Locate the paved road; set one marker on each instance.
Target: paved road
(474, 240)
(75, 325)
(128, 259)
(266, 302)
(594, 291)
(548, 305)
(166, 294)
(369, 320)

☆ ☆ ☆

__Set problem__. Could you reproduce the records above line for line, without changing anything?

__The result__.
Locate the paved road; set one marker on each instance.
Target: paved road
(474, 240)
(75, 325)
(128, 259)
(266, 302)
(594, 291)
(548, 305)
(166, 294)
(369, 320)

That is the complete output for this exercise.